Please copy out only the rows below from the line with "the green seed" to the line with "Target: green seed pod", both included, substituting "capsule" for "pod" and leaving everything else unchanged.

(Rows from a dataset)
•••••

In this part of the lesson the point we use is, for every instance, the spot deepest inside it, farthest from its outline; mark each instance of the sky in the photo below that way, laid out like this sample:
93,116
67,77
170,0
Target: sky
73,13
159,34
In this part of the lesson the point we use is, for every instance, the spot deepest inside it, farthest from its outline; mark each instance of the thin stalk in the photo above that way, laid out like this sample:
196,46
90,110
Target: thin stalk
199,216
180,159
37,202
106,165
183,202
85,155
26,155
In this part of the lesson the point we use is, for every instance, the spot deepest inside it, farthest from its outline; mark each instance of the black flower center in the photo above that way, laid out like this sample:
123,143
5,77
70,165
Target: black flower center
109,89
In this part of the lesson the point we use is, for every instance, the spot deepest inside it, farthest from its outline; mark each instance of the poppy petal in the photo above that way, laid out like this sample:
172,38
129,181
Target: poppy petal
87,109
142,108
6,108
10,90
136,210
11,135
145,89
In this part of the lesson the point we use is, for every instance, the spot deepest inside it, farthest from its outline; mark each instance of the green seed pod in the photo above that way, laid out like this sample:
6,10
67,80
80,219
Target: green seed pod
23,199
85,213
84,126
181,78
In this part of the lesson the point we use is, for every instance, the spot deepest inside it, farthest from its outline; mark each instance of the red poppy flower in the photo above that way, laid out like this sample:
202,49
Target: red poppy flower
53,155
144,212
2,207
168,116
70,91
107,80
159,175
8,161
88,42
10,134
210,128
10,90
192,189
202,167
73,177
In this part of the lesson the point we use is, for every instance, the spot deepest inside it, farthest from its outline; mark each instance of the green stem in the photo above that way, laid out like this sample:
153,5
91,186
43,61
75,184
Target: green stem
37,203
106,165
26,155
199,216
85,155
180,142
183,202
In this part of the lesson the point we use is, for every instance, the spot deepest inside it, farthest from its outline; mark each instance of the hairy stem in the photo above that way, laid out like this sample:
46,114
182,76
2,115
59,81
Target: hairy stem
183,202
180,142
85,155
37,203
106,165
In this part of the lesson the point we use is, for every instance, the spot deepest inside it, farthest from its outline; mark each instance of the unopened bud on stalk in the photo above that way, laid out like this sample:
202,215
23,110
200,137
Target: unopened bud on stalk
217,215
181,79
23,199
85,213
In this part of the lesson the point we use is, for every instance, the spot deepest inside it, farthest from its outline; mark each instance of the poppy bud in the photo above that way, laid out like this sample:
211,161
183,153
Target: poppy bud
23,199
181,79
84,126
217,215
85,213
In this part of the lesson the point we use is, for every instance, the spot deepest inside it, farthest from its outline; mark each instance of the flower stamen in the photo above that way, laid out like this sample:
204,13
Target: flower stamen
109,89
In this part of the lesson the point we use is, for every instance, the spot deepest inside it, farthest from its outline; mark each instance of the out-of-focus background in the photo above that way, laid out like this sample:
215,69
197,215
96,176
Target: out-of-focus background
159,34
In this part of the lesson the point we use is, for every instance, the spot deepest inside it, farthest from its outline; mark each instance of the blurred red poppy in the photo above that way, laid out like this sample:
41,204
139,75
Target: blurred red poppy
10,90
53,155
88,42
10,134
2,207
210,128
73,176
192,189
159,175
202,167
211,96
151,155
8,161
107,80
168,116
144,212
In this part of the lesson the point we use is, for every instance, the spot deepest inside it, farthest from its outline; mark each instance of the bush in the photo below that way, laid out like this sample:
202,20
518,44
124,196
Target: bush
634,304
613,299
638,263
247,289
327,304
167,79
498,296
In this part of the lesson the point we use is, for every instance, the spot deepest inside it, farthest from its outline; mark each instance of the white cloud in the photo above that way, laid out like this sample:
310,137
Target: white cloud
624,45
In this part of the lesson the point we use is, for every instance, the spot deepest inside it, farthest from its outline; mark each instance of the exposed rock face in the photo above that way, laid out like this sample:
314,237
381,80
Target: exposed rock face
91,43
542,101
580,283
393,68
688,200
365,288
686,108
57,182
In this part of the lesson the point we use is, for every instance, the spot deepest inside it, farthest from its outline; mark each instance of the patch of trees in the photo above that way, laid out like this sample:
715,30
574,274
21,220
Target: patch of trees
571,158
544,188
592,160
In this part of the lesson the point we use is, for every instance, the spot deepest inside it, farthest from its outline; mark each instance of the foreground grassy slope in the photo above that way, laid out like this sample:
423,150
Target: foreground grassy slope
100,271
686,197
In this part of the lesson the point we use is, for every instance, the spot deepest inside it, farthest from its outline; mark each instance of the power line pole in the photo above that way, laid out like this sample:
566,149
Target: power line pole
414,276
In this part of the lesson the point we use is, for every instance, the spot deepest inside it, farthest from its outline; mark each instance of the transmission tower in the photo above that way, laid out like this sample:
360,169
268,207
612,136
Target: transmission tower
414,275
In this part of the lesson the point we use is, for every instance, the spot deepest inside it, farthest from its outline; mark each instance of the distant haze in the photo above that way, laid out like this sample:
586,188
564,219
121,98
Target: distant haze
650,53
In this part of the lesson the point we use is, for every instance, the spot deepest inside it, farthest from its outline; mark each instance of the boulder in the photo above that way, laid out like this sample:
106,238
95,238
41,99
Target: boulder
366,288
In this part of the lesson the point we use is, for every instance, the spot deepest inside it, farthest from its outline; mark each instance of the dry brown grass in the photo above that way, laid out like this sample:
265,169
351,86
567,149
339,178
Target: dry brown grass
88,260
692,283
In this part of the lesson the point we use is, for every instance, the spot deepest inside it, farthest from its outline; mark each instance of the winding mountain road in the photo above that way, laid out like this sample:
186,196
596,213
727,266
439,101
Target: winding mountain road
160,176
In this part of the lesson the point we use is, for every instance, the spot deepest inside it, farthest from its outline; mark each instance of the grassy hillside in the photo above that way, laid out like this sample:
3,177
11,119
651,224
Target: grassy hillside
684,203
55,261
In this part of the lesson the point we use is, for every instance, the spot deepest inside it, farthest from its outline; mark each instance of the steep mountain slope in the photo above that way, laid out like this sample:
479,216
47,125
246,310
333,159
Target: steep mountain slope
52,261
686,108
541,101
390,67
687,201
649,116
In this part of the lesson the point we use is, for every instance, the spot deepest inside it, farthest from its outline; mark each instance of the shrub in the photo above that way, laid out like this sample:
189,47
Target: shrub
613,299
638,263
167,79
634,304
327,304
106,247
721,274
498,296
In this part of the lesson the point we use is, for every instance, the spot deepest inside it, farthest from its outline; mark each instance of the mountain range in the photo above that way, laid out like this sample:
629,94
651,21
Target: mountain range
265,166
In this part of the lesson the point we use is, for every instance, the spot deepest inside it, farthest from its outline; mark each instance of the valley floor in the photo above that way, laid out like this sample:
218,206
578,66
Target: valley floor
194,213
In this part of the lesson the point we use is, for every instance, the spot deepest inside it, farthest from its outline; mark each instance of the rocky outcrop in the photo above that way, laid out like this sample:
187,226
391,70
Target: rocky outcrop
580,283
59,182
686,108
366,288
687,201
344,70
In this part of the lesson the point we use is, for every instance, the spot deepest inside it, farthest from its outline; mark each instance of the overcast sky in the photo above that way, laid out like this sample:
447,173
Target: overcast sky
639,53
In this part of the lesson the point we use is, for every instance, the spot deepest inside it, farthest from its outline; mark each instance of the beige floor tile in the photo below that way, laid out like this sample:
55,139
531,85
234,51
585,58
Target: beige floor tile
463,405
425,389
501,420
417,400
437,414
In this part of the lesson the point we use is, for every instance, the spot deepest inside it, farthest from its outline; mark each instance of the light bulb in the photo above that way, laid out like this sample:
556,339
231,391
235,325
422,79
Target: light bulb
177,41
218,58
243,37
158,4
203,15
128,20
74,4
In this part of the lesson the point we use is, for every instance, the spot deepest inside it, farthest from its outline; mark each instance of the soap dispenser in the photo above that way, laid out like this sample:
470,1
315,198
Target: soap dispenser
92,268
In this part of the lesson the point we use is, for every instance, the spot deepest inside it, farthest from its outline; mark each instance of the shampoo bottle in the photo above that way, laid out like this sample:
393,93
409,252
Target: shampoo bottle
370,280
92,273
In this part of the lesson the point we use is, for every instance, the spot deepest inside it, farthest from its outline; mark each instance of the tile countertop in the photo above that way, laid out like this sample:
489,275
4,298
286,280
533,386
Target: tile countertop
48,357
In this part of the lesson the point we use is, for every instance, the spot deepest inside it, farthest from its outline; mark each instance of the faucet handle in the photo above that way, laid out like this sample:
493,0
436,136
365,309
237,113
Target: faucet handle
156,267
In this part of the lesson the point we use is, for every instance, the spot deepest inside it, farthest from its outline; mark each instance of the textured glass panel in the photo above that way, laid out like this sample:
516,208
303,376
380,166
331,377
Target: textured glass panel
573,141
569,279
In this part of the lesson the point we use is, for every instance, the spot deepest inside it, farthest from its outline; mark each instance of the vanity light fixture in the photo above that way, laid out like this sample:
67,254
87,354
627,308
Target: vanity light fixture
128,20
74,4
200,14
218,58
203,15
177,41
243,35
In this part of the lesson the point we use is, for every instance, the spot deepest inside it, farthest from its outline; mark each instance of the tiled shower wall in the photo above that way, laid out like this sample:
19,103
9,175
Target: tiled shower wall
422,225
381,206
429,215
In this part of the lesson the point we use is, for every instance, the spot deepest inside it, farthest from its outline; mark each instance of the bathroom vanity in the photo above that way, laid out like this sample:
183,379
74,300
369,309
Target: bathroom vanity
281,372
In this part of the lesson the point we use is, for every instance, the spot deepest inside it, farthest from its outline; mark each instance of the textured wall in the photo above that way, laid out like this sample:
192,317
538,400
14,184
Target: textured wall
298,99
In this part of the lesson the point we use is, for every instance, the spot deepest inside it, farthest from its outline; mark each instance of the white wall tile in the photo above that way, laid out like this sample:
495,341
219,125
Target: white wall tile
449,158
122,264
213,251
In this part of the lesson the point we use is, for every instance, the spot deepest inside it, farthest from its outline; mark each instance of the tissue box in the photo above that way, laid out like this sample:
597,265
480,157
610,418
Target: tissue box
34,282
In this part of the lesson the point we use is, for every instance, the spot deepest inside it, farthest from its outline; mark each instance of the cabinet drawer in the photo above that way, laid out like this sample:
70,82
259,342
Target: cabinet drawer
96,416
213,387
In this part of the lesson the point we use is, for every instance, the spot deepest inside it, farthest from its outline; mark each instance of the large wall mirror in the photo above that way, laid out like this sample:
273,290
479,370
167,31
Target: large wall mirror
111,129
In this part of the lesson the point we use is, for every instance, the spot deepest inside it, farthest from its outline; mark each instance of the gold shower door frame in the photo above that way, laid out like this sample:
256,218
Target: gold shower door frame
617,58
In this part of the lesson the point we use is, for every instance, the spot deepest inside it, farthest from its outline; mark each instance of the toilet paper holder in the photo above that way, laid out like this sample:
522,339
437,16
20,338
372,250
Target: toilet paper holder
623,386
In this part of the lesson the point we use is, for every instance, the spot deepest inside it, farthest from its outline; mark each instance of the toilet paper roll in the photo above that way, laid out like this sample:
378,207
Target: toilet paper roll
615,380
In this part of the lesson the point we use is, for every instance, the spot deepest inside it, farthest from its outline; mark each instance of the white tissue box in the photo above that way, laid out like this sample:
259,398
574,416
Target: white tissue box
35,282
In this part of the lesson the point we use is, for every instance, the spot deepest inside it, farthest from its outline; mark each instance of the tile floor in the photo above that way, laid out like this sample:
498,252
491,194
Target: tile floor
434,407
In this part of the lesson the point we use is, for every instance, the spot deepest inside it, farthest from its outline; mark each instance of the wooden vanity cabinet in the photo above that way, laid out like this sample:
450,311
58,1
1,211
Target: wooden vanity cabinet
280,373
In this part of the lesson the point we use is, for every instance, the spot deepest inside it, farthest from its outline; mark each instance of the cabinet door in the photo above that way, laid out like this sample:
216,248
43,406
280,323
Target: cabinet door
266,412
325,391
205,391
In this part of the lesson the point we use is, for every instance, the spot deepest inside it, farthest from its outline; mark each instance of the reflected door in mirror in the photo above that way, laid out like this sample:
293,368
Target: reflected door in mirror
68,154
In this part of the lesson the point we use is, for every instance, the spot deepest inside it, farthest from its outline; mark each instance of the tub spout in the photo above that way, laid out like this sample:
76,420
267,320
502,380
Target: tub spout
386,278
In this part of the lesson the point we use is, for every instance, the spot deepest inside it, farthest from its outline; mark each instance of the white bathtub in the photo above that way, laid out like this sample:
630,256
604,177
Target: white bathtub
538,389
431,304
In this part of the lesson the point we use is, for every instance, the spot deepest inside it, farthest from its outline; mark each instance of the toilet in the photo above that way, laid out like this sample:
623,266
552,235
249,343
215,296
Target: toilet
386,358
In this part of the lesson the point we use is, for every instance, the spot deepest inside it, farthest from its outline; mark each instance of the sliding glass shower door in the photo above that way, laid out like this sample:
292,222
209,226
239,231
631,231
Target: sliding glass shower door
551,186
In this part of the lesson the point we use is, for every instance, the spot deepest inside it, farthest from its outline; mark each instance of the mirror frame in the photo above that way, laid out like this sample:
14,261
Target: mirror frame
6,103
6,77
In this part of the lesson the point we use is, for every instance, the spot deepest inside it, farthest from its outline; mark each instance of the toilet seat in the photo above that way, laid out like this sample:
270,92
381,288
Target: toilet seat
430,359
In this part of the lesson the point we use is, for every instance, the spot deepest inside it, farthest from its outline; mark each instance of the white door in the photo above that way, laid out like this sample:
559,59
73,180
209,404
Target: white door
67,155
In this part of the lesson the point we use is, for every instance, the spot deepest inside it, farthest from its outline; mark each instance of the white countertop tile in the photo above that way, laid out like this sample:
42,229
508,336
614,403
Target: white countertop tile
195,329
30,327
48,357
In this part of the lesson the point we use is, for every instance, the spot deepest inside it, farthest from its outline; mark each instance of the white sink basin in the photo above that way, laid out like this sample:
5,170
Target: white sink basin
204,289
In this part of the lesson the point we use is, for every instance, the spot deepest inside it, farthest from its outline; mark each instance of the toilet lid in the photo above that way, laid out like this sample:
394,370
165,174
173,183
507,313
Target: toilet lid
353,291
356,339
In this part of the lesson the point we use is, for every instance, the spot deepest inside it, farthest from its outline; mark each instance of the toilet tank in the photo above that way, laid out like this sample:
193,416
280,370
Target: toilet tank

•••••

Reply ::
In this part of the lesson the point we use is, for every instance, the spot deepest inside it, farthest from its outline; mark each instance of the green seed capsule in the photo above that way, laid out like this sample:
6,10
67,80
80,219
Target: green seed capsule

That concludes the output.